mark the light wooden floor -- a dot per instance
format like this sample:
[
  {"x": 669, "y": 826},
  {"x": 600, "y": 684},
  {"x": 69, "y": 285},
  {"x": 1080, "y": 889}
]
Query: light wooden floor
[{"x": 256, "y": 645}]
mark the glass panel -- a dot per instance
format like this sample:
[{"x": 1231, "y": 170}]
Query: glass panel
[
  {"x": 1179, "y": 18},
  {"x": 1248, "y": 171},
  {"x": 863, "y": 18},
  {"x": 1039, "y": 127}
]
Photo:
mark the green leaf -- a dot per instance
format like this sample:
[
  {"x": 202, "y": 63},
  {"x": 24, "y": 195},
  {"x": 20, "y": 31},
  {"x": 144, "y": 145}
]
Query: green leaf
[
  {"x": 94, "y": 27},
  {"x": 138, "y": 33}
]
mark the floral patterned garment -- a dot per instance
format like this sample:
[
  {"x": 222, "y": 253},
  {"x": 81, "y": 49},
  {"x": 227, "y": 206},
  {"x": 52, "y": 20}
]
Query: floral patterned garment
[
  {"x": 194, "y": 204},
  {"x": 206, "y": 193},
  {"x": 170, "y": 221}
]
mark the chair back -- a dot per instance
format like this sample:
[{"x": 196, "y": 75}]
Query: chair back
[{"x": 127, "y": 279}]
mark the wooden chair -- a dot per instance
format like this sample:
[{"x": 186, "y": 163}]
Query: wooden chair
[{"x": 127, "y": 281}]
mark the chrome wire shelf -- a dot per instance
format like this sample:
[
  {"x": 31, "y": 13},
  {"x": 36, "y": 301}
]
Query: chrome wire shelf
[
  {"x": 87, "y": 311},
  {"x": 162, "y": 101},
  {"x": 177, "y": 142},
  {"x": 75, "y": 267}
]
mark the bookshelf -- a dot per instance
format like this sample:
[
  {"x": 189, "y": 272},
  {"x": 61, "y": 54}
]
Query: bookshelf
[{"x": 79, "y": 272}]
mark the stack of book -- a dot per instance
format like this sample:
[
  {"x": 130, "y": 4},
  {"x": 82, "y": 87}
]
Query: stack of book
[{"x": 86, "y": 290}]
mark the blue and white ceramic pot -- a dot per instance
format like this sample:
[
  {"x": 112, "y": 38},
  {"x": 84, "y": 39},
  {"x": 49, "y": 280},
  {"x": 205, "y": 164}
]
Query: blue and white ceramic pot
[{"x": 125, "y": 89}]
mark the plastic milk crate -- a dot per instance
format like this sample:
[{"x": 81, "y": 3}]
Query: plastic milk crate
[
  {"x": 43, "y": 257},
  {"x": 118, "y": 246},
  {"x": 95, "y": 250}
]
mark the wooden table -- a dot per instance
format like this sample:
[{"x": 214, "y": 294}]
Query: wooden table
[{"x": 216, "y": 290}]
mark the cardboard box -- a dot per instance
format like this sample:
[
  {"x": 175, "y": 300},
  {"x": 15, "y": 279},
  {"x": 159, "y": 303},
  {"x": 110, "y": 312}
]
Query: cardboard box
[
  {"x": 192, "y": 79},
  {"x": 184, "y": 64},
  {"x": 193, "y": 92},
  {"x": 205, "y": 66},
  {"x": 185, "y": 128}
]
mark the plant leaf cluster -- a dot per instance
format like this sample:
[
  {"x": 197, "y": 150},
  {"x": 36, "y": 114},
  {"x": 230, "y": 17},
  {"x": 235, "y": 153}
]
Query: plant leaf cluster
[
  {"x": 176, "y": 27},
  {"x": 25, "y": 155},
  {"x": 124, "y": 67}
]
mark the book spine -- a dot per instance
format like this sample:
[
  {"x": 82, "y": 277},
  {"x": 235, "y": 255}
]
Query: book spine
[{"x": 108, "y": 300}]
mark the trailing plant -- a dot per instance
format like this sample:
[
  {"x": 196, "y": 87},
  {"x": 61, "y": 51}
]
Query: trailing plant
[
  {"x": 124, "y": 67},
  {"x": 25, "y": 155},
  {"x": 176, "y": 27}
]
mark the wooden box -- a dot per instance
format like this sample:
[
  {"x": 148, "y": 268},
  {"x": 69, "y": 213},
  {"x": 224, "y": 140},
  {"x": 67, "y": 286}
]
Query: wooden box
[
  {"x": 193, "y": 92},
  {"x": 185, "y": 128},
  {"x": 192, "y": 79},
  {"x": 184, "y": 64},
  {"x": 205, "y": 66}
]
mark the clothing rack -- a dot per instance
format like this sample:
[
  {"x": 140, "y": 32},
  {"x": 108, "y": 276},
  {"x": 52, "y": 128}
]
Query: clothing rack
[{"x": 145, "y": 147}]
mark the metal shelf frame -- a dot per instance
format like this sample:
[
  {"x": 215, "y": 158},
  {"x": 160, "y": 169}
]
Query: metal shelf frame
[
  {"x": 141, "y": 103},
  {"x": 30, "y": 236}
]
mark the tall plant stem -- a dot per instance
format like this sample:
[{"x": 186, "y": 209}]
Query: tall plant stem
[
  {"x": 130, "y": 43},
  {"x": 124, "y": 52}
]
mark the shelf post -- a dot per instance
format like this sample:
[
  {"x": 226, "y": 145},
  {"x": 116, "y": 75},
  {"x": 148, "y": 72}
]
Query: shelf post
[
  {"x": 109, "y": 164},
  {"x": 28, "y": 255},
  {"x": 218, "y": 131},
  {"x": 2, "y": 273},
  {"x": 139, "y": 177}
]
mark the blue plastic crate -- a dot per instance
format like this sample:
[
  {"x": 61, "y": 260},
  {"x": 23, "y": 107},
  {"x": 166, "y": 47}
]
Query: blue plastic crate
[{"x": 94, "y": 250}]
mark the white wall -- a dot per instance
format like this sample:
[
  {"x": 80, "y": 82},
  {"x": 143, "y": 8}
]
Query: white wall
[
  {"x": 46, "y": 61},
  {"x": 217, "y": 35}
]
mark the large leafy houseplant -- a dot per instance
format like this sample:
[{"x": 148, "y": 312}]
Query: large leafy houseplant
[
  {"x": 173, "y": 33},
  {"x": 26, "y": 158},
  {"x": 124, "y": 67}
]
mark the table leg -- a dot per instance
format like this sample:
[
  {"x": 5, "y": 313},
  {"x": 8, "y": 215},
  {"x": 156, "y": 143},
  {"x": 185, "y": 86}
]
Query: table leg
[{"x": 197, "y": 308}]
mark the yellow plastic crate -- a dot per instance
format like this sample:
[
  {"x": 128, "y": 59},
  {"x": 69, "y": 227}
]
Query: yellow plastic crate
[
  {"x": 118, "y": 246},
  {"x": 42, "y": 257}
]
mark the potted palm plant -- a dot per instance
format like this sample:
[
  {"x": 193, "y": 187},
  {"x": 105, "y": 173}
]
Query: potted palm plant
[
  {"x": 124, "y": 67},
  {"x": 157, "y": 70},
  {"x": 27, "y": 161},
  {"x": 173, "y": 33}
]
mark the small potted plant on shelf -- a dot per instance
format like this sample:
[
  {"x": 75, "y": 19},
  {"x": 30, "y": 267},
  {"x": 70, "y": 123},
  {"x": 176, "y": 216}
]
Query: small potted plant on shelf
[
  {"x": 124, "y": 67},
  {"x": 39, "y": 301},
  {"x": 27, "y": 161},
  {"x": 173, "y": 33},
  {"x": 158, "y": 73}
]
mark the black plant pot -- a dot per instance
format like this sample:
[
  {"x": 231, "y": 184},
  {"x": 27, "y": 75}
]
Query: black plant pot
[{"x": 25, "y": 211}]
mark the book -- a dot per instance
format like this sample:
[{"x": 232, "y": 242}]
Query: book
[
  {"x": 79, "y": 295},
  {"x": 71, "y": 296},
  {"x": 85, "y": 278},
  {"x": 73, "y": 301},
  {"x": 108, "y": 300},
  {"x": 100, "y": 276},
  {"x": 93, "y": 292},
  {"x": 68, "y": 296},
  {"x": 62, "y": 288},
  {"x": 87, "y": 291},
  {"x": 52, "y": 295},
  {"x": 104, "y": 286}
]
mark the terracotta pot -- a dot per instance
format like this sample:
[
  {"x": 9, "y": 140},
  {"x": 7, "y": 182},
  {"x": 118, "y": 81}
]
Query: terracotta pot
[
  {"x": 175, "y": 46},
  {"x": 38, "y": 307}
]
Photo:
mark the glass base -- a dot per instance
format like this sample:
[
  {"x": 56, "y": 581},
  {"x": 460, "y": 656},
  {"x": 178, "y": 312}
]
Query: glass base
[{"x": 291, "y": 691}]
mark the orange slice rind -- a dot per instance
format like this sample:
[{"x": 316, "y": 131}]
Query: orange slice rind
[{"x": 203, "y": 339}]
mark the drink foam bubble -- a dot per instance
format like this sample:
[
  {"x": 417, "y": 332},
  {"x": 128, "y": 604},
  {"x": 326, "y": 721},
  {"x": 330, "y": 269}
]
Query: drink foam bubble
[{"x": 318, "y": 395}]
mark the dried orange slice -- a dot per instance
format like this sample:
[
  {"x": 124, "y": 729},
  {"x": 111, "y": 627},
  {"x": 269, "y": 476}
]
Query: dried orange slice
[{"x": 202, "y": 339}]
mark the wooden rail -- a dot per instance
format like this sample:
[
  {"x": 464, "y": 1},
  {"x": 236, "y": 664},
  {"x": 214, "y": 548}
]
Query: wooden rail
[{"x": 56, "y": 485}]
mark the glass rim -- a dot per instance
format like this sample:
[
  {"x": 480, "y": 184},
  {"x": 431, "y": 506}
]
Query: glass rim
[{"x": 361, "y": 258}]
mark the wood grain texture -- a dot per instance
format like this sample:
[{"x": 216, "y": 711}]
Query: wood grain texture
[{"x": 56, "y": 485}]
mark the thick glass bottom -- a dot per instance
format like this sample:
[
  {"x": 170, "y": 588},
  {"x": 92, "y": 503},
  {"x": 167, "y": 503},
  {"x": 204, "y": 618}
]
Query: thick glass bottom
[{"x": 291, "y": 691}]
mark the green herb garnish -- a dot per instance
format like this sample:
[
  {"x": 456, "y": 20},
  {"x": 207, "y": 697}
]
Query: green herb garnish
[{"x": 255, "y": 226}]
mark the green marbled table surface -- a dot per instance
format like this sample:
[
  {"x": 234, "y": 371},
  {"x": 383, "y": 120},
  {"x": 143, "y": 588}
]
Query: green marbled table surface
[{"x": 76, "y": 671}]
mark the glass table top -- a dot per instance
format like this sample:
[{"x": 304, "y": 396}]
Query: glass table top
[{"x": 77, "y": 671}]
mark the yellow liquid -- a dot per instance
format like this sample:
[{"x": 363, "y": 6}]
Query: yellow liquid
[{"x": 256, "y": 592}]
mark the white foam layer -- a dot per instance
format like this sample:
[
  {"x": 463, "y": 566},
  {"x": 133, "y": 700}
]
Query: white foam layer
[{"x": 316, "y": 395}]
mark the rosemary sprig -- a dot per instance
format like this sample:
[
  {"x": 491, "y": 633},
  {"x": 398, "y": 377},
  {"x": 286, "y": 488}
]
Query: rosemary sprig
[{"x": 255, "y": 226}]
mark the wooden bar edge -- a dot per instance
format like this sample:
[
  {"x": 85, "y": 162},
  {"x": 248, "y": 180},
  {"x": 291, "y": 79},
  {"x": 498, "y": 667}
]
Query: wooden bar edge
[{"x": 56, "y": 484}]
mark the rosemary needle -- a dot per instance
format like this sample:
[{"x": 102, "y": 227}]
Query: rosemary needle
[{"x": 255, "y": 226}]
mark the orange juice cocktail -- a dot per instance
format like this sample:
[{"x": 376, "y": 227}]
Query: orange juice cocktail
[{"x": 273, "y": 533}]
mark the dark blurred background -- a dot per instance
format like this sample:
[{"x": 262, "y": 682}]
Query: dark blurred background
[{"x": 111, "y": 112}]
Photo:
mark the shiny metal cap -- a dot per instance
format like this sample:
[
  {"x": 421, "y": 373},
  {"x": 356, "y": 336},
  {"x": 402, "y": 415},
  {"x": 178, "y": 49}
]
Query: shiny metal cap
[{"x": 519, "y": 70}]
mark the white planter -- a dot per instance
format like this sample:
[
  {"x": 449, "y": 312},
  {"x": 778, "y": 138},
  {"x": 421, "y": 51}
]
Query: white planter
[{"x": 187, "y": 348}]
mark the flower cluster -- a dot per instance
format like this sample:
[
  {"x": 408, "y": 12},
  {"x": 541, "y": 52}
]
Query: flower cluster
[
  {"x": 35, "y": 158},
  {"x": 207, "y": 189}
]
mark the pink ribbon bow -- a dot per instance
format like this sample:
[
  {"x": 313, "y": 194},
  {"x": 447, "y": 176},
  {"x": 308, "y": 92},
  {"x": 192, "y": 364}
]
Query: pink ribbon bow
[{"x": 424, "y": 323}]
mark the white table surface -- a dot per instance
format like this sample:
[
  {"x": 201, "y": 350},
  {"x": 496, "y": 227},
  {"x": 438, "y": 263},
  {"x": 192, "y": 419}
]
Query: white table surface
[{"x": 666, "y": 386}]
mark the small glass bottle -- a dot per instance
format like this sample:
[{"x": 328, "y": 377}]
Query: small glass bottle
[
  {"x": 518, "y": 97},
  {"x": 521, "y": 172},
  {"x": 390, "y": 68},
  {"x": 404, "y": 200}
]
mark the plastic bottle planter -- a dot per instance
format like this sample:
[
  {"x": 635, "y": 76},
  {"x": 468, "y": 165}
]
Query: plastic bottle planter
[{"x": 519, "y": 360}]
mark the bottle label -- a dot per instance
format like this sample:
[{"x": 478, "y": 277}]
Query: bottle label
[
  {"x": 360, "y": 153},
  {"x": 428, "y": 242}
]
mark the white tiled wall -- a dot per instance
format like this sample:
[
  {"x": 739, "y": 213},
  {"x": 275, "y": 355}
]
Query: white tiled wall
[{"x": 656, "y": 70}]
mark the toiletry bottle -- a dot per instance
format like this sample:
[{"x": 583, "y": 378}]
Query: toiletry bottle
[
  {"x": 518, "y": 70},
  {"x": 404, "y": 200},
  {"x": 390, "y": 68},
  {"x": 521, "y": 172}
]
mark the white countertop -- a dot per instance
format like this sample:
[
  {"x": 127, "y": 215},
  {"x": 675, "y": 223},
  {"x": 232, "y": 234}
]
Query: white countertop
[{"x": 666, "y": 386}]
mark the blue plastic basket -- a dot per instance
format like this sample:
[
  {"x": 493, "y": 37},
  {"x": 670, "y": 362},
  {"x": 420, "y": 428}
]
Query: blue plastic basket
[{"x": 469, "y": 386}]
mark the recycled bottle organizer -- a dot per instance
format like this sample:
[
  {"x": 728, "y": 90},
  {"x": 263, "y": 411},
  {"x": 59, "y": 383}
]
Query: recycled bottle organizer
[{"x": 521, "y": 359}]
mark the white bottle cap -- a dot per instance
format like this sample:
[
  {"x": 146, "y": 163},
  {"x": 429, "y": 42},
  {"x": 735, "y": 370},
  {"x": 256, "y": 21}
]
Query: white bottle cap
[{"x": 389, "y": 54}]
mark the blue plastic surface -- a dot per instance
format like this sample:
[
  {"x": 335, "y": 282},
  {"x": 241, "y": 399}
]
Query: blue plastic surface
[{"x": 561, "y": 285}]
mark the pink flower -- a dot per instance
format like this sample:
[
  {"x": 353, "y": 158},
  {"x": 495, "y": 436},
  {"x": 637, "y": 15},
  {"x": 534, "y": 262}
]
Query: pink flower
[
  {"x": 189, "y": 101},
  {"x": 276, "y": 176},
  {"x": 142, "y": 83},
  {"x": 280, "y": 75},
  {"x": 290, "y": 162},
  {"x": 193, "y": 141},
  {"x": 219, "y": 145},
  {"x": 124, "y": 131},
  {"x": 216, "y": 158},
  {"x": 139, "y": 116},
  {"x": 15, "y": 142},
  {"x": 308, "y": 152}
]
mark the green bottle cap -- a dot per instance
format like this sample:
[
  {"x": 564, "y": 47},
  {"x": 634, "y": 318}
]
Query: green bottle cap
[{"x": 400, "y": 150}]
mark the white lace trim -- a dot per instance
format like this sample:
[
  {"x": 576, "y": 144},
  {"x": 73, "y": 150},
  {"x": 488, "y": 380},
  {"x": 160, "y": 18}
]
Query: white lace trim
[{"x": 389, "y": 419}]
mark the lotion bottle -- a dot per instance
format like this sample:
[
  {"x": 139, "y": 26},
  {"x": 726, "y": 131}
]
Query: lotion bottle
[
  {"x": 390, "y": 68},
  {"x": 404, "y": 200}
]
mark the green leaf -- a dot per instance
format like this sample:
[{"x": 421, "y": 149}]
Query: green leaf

-.-.-

§ What you need to do
Give back exactly the lines that run from the line with "mark the green bottle" through the close of the material, counting both ends, and nothing more.

§ Result for this task
mark the green bottle cap -- a dot per instance
format like this sample:
[
  {"x": 564, "y": 47},
  {"x": 634, "y": 318}
]
Query: green bottle cap
[{"x": 400, "y": 150}]
mark the white lace trim -- a dot per instance
format like this sample:
[
  {"x": 576, "y": 144},
  {"x": 73, "y": 150},
  {"x": 488, "y": 380},
  {"x": 160, "y": 18}
]
Query: white lace trim
[{"x": 389, "y": 419}]
mark the lotion bottle -- a dot per instance
format like this sample:
[
  {"x": 139, "y": 26},
  {"x": 726, "y": 131}
]
Query: lotion bottle
[
  {"x": 390, "y": 68},
  {"x": 404, "y": 200}
]
mark the green leaf -- a dot per instance
format like this sample:
[{"x": 421, "y": 149}]
Query: green leaf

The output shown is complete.